§ Teks Bacaan

Masalah 146: Mayit tidak boleh dikuburkan di tanah hasil gasab, baik tanah itu sendiri adalah hasil gasab maupun manfaatnya. Tanah yang telah diwakafkan untuk selain kuburan termasuk kategori tanah hasil gasab. Begitu juga bila orang lain masih memilik hak atas sebidang tanah, seperti tanah gadai tanpa seizin penerima gadai.
Masalah 147: Berdasarkan ihtiyâth, bahkan berdasarkan pendapat yang paling kuat, mayit tidak boleh dikuburkan dalam masjid, meskipun kuburan itu tidak mengganggu dan tidak juga menimbulkan kemudaratan.
Masalah 148: Orang-orang kafir dan anak-anak mereka tidak boleh dikuburkan di pekuburan muslimin. Bahkan jika mereka telah dikuburkan di pekuburan muslimin, kuburan mereka itu harus dibongkar dan dipindahkan.
Masalah 149: Kita haram membongkar kuburan seorang muslim dan orang yang memiliki hukum orang muslim, kecuali kita yakin bahwa jasadnya telah musnah dan menjadi debu.
Masalah 150: Kita boleh membongkar sebuah kuburan dalam beberapa kondisi berikut ini:
a. Mayit dikuburkan di tanah hasil gasab, baik tanah itu sendiri adalah hasil gasab maupun manfaatnya, walaupun kita tidak tahu atau lupa. Ya, yang lebih baik, bahkan lebih ahwath adalah pemilik tanah membiarkan mayit itu dikubur di tanah miliknya, sekalipun dengan memungut ganti rugi.
b. Membongkar kuburan untuk memandikan, mengafani, atau men-tahnîth mayit.
c. Penetapan sebuah hak bergantung pada pengamatan dan pemeriksaan jasad mayit.
d. Mayit dikuburkan di sebuah tempat yang menyebabkan kehormatannya tercoreng, seperti comberan dan tempat pembuangan sampah. Begitu juga jika ia dikuburkan di pekuburan orang-orang kafir.
e. Kita khawatir seekor binatang buas memangsa jasad mayit, banjir menghanyutkannya, dan lain sebagainya.
6.7. Mandi-Mandi Sunah
Mandi sunah dibagi dalam tiga kategori, yaitu:
a. Mandi yang sunah lantaran waktu (zamâniyyah):
• Mandi di hari Jumat.
• Mandi di malam-malam yang ganjil pada bulan Ramadhan; yaitu malam pertama, ketiga , kelima, dan selanjutnya, serta mandi di seluruh sepuluh malam terakhir bulan Ramadhan.
• Mandi di hari raya Idul Fitri dan Idul Adhha.
• Mandi pada hari pengangkatan Nabi Muhammad saw. sebagai rasul (hari Mab‘ats).
• Mandi pada hari bumi dibentangkan (Dahw Al-Ardh), dan lain sebagainya.
b. Mandi yang sunah lantaran tempat (makâniyyah):
• Mandi lantaran kita ingin memasuki daerah Mekkah, area haram Mekkah, Masjidil Haram, dan Ka‘bah.

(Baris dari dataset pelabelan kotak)
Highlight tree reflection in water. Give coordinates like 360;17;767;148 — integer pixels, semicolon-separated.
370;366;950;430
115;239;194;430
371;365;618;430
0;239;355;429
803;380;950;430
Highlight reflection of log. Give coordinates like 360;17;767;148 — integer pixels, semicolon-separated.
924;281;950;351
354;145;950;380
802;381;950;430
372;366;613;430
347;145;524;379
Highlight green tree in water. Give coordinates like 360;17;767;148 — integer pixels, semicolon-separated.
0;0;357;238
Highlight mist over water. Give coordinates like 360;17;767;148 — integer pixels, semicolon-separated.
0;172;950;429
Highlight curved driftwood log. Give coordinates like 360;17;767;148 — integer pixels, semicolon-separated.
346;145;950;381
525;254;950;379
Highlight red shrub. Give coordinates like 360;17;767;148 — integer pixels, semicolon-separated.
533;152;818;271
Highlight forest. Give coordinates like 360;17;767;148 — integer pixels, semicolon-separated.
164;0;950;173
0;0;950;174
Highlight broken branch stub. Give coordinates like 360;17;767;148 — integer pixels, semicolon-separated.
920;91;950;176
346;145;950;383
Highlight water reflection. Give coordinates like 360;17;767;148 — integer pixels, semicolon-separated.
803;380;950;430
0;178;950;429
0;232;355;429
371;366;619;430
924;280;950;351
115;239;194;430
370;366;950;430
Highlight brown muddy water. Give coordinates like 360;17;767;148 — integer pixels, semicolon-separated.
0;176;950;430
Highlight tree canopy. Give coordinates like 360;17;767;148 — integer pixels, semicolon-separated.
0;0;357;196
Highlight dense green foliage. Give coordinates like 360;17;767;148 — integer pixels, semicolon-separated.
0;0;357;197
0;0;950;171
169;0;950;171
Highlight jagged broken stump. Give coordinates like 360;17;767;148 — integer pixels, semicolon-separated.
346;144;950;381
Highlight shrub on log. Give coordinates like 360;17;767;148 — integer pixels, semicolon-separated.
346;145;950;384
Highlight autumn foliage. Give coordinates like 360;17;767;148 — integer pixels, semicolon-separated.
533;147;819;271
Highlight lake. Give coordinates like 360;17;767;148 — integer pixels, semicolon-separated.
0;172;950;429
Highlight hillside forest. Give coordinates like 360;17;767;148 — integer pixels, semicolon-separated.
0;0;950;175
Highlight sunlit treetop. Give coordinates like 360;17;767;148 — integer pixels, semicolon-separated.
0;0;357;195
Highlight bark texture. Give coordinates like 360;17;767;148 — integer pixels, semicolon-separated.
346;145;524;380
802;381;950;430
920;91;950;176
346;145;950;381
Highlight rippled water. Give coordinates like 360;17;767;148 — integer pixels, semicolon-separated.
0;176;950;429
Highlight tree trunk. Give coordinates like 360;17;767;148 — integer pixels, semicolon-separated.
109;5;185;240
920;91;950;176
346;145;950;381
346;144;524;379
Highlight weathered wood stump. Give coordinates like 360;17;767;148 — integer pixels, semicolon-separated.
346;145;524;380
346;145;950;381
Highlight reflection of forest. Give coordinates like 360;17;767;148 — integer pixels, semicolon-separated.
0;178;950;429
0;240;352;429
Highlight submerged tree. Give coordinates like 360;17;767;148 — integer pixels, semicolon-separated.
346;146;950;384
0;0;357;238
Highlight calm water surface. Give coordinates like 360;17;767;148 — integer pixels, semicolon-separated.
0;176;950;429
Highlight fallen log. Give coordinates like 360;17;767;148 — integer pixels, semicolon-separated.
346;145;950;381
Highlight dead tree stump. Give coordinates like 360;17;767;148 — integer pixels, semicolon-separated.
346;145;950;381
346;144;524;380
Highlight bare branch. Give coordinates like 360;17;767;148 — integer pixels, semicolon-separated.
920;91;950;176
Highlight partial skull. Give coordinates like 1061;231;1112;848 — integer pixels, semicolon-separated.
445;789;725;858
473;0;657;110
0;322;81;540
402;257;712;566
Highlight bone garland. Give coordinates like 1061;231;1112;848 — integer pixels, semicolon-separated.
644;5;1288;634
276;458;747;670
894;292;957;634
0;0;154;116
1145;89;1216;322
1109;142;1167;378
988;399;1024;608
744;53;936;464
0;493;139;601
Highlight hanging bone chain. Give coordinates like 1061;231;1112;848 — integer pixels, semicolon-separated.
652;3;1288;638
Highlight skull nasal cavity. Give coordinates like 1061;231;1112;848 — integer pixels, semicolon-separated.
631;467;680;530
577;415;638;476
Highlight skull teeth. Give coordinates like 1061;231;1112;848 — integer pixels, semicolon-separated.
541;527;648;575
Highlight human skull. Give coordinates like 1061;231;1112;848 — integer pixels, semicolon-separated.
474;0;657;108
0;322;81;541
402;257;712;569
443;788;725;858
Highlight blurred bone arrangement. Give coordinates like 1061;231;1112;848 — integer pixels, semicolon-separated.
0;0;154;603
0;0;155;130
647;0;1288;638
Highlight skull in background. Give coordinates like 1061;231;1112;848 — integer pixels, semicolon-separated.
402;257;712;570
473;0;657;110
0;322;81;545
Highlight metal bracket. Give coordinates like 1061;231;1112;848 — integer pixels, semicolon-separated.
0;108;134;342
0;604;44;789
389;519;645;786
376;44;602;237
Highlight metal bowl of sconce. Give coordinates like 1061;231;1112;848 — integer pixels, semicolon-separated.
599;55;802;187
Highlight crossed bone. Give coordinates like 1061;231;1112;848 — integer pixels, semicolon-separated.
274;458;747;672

§ Latihan Soal
**a)** Terjemahkan kalimat dari bacaan tentang pemakaman dan mandi sunah ini ke dalam bahasa Inggris: "Kita haram membongkar kuburan seorang muslim dan orang yang memiliki hukum orang muslim, kecuali kita yakin bahwa jasadnya telah musnah dan menjadi debu."
**b)** Tuliskan kembali dengan tepat bagian bacaan tentang pemakaman dan mandi sunah ini, mulai dari "b. Membongkar kuburan" dan terus sampai "di hari Jumat.".

§ Jawaban Soal
**a)** It is forbidden for us to dig up the grave of a Muslim or of a person who is legally treated as a Muslim, unless we are certain that the body has perished and turned to dust.

**b)**
b. Membongkar kuburan untuk memandikan, mengafani, atau men-tahnîth mayit.
c. Penetapan sebuah hak bergantung pada pengamatan dan pemeriksaan jasad mayit.
d. Mayit dikuburkan di sebuah tempat yang menyebabkan kehormatannya tercoreng, seperti comberan dan tempat pembuangan sampah. Begitu juga jika ia dikuburkan di pekuburan orang-orang kafir.
e. Kita khawatir seekor binatang buas memangsa jasad mayit, banjir menghanyutkannya, dan lain sebagainya.
6.7. Mandi-Mandi Sunah
Mandi sunah dibagi dalam tiga kategori, yaitu:
a. Mandi yang sunah lantaran waktu (zamâniyyah):
• Mandi di hari Jumat.